Write out all of the records below again, swapping every "screenshot" for "image" and leaving everything else as it is.

──────

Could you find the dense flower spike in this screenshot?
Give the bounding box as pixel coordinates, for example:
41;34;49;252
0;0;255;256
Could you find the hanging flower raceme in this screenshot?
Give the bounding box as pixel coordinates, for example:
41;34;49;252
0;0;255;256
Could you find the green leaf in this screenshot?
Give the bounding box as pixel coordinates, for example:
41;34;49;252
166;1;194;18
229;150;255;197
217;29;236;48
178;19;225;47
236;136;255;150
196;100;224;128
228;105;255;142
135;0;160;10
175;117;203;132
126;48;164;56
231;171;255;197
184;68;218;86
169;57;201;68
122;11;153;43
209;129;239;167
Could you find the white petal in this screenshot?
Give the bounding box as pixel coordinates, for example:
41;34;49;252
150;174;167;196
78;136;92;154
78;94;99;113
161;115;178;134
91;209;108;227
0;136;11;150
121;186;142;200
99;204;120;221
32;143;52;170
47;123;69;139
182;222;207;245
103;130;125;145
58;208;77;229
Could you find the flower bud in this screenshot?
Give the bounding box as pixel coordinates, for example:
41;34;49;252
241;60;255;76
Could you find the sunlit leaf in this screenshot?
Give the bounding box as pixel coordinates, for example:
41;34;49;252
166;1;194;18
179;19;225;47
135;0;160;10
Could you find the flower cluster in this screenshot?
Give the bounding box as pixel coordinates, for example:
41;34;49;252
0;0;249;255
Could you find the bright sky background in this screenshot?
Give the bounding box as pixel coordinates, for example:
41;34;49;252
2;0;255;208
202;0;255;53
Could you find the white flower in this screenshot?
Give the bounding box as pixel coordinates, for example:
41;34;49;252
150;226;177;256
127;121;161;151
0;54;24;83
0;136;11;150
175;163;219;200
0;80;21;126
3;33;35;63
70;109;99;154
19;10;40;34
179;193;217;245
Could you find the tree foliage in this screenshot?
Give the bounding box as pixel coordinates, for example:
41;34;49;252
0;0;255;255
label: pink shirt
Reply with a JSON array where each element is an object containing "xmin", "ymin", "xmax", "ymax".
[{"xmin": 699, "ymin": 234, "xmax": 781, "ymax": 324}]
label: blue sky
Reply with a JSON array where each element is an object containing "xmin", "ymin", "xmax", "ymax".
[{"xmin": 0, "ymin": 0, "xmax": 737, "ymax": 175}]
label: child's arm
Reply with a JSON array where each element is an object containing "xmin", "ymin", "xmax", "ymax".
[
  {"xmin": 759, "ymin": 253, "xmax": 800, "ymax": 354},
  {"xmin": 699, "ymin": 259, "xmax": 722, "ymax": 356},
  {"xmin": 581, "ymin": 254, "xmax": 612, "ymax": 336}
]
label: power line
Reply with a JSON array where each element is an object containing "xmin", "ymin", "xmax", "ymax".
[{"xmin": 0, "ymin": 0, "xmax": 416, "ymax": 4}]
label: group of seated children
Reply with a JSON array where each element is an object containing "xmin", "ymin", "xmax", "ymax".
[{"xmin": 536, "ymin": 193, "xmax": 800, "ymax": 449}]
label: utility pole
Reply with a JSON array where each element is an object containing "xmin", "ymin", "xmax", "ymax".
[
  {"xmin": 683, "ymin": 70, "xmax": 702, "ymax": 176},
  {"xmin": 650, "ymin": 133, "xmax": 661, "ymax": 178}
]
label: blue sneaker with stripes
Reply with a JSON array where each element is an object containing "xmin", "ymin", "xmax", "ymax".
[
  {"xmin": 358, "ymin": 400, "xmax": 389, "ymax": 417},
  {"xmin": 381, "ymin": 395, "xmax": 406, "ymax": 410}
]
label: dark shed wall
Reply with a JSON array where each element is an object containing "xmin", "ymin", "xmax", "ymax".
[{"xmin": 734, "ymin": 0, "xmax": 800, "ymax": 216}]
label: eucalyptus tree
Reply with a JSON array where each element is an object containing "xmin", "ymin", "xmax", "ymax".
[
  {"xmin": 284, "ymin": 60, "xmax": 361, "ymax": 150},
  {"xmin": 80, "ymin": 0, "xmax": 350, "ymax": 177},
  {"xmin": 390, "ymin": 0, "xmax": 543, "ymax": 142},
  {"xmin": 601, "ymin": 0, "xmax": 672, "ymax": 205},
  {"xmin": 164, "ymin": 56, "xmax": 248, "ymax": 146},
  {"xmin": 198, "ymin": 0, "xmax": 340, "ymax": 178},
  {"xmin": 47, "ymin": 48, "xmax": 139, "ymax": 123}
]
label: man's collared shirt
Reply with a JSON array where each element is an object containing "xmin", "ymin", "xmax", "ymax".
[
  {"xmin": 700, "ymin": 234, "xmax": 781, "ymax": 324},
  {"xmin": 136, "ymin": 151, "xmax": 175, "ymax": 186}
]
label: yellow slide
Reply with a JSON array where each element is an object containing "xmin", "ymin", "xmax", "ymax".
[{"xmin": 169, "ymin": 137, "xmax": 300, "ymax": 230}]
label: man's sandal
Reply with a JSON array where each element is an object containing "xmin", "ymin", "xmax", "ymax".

──────

§ **Response for this exercise**:
Could you find the dense flower spike in this image?
Give the bounding box as pixel coordinates, for example:
41;34;49;252
0;0;255;256
Could you find the hanging flower raceme in this image?
Give the bounding box as pixel coordinates, for example:
41;34;49;252
0;0;255;256
Could you find the green leaf in this image?
Give the bounding box as pixel coordinates, for example:
41;34;49;252
166;1;194;18
229;150;255;197
217;29;236;48
178;19;225;47
236;136;255;150
196;100;224;128
228;105;255;142
135;0;160;10
175;117;203;132
126;48;164;56
231;171;255;197
184;68;218;86
169;57;201;68
122;11;153;43
209;129;239;167
Could you find the white petal in this image?
Give the bounding box as pixel coordinates, for example:
41;34;49;252
150;174;167;196
78;136;92;154
78;94;99;113
161;115;178;134
91;209;108;227
0;136;11;150
121;186;142;200
99;204;120;221
32;143;52;170
47;123;69;139
182;222;207;245
103;130;125;145
58;208;77;229
Could you find the flower bud in this image?
Give the bounding box as pixel coordinates, for example:
41;34;49;252
241;60;255;76
Could you find the sunlit leaf in this image?
Give the bounding box as pixel coordinates, for example:
41;34;49;252
166;1;194;18
179;19;225;47
135;0;160;10
Could you find the flower cluster in this image?
Give the bounding box as pixel coordinates, for example:
41;34;49;252
0;0;249;255
Could you find the bright sky background in this image?
Give the bounding box as pixel coordinates, for example:
41;34;49;252
2;0;255;208
202;0;255;53
Could you find the white flower in this image?
Give the bounding box as pixel coordinates, for example:
41;34;49;252
150;226;177;256
127;121;161;151
0;54;24;83
0;136;11;150
175;163;219;200
0;80;21;126
3;33;35;63
70;109;99;154
19;10;40;34
179;193;217;245
Could you find the tree foliage in this image?
Give the bounding box as pixel coordinates, for example:
41;34;49;252
0;0;255;255
label: pink shirt
Reply with a JSON array where each element is an object containing "xmin", "ymin", "xmax", "ymax".
[{"xmin": 699, "ymin": 234, "xmax": 781, "ymax": 324}]
label: blue sky
Reply with a JSON array where each element is an object containing "xmin", "ymin", "xmax", "ymax".
[{"xmin": 0, "ymin": 0, "xmax": 737, "ymax": 175}]
label: child's arm
Reply with a JSON array where each element is an object containing "xmin", "ymin", "xmax", "ymax".
[
  {"xmin": 759, "ymin": 253, "xmax": 800, "ymax": 354},
  {"xmin": 699, "ymin": 259, "xmax": 722, "ymax": 356},
  {"xmin": 581, "ymin": 254, "xmax": 612, "ymax": 336}
]
label: power line
Reply with a JSON array where each element is an object containing "xmin", "ymin", "xmax", "ymax".
[{"xmin": 0, "ymin": 0, "xmax": 416, "ymax": 4}]
label: group of seated children
Reply with a JSON array where each element is an object containing "xmin", "ymin", "xmax", "ymax".
[{"xmin": 536, "ymin": 193, "xmax": 800, "ymax": 449}]
label: utility pole
Reply with a JSON array where each element is an object containing "xmin", "ymin", "xmax", "ymax".
[
  {"xmin": 683, "ymin": 70, "xmax": 702, "ymax": 176},
  {"xmin": 650, "ymin": 133, "xmax": 661, "ymax": 178}
]
label: blue sneaker with stripes
Reply with a JSON array where each element is an object containing "xmin", "ymin", "xmax", "ymax".
[
  {"xmin": 358, "ymin": 400, "xmax": 389, "ymax": 417},
  {"xmin": 381, "ymin": 395, "xmax": 406, "ymax": 410}
]
label: dark shed wall
Reply with a JSON array where each element is an object containing "xmin", "ymin", "xmax", "ymax".
[{"xmin": 734, "ymin": 0, "xmax": 800, "ymax": 216}]
label: eucalyptus tree
Reply with a JSON array where each element is an object containing "xmin", "ymin", "xmax", "ymax".
[
  {"xmin": 284, "ymin": 60, "xmax": 361, "ymax": 150},
  {"xmin": 80, "ymin": 0, "xmax": 350, "ymax": 177},
  {"xmin": 390, "ymin": 0, "xmax": 543, "ymax": 142},
  {"xmin": 601, "ymin": 0, "xmax": 672, "ymax": 205},
  {"xmin": 164, "ymin": 56, "xmax": 248, "ymax": 146},
  {"xmin": 198, "ymin": 0, "xmax": 340, "ymax": 178},
  {"xmin": 47, "ymin": 48, "xmax": 139, "ymax": 123}
]
label: man's collared shirt
Reply with a JSON array where each element is an object containing "xmin", "ymin", "xmax", "ymax".
[
  {"xmin": 700, "ymin": 234, "xmax": 781, "ymax": 324},
  {"xmin": 136, "ymin": 151, "xmax": 175, "ymax": 186}
]
label: yellow slide
Reply with a JSON array where each element is an object containing "xmin", "ymin", "xmax", "ymax".
[{"xmin": 169, "ymin": 137, "xmax": 300, "ymax": 230}]
label: man's sandal
Reply with a JSON array where each element is an object containing "xmin", "ymin", "xmax", "ymax".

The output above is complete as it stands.